-- Start of Working data --

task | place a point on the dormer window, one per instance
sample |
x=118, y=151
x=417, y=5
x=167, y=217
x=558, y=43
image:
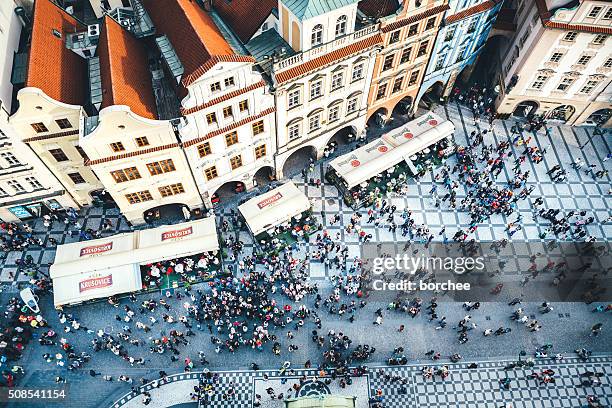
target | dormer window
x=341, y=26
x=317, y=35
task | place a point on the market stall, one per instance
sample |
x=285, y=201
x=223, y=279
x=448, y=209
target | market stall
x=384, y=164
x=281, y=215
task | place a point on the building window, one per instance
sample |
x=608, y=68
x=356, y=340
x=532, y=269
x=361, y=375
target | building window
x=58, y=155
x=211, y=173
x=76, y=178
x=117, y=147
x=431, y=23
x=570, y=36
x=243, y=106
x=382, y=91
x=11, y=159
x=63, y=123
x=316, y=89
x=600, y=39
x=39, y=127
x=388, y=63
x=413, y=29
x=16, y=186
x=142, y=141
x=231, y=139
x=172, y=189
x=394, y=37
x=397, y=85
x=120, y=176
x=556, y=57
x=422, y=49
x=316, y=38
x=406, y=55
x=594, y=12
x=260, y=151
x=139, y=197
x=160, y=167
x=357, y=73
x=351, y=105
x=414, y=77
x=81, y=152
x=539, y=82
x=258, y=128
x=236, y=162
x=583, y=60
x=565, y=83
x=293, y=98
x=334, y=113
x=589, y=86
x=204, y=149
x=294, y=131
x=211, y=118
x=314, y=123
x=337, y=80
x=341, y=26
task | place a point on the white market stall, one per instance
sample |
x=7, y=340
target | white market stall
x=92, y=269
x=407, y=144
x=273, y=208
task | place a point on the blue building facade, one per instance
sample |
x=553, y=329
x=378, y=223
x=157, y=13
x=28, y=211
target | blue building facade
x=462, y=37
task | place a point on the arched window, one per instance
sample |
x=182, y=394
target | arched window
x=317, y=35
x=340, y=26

-- End of Working data --
-- Start of Working data --

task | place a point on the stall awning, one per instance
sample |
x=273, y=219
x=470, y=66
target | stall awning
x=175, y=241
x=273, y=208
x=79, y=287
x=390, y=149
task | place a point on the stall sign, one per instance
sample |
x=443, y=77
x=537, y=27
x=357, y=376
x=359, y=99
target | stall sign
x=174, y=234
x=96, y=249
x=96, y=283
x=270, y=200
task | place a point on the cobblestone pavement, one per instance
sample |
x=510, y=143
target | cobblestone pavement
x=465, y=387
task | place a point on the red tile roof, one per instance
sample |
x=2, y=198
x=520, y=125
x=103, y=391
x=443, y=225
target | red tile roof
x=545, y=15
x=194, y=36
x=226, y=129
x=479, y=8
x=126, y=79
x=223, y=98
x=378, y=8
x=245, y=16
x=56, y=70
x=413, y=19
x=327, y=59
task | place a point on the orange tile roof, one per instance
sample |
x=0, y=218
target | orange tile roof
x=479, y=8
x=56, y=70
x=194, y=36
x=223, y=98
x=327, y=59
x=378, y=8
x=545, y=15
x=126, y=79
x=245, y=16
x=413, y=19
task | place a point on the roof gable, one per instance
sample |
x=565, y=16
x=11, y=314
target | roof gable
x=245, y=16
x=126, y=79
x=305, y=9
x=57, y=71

-- End of Working data --
-- Start of Working data --

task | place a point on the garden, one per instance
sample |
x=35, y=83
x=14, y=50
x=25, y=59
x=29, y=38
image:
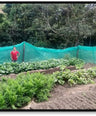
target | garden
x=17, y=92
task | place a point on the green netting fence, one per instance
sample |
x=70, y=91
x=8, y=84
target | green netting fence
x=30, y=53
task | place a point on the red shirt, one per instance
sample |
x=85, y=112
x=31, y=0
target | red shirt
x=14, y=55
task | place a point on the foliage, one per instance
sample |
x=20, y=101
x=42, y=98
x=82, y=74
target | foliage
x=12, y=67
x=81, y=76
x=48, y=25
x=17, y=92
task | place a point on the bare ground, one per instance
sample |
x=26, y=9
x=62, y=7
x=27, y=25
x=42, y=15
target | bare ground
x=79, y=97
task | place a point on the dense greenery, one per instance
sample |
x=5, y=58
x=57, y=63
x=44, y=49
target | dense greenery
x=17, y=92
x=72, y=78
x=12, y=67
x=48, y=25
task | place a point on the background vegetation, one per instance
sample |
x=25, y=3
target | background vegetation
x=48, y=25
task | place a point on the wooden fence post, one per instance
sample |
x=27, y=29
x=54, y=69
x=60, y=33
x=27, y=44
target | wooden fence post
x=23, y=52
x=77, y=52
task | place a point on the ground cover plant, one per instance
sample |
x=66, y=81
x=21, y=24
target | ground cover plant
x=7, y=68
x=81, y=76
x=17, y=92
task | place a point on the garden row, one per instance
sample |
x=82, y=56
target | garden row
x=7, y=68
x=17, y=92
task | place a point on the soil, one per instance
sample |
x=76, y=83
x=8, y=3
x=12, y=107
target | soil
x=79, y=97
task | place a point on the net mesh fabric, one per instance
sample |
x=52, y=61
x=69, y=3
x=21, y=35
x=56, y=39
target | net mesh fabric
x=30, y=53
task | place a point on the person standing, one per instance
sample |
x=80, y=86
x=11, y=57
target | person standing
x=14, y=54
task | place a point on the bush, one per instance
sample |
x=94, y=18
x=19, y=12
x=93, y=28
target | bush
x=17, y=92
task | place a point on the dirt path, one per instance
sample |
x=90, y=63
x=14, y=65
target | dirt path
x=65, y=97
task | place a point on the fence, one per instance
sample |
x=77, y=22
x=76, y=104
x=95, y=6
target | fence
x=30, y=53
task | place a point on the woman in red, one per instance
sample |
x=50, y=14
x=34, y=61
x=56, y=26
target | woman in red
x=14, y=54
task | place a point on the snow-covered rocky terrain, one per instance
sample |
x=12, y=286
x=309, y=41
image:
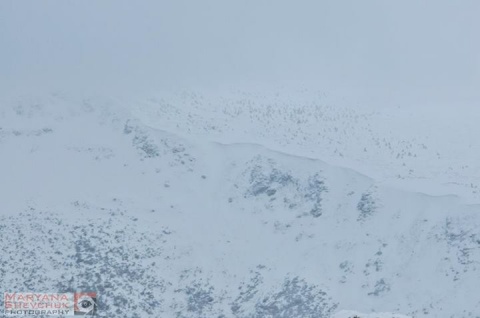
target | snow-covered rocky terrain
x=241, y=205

-- End of Working data --

Prompt> Copy the entries from the line containing "task | place a point on the market" through the line containing "x=340, y=26", with both of those lines included.

Task solution>
task | place a point on the market stall, one per instance
sample |
x=285, y=201
x=223, y=279
x=448, y=209
target | market stall
x=384, y=164
x=281, y=215
task | place a point on the building window, one per instance
sample |
x=608, y=68
x=356, y=340
x=532, y=269
x=361, y=375
target | building window
x=58, y=155
x=211, y=173
x=76, y=178
x=117, y=147
x=431, y=23
x=570, y=36
x=243, y=106
x=382, y=91
x=11, y=159
x=63, y=123
x=316, y=89
x=600, y=39
x=39, y=127
x=388, y=63
x=413, y=29
x=16, y=186
x=142, y=141
x=231, y=139
x=172, y=189
x=394, y=37
x=397, y=85
x=120, y=176
x=556, y=57
x=422, y=49
x=316, y=38
x=406, y=55
x=594, y=12
x=260, y=151
x=139, y=197
x=160, y=167
x=357, y=73
x=351, y=105
x=414, y=77
x=81, y=152
x=539, y=82
x=258, y=128
x=236, y=162
x=583, y=60
x=565, y=83
x=293, y=98
x=334, y=113
x=589, y=86
x=204, y=149
x=294, y=131
x=211, y=118
x=314, y=123
x=337, y=80
x=341, y=26
task | place a point on the white market stall, one per instance
sample |
x=7, y=340
target | white market stall
x=92, y=269
x=407, y=144
x=273, y=208
task | place a point on the blue building facade, one per instance
sample |
x=553, y=329
x=378, y=223
x=157, y=13
x=28, y=211
target | blue building facade
x=462, y=37
task | place a point on the arched window, one per instance
sample |
x=182, y=394
target | arched window
x=317, y=35
x=340, y=26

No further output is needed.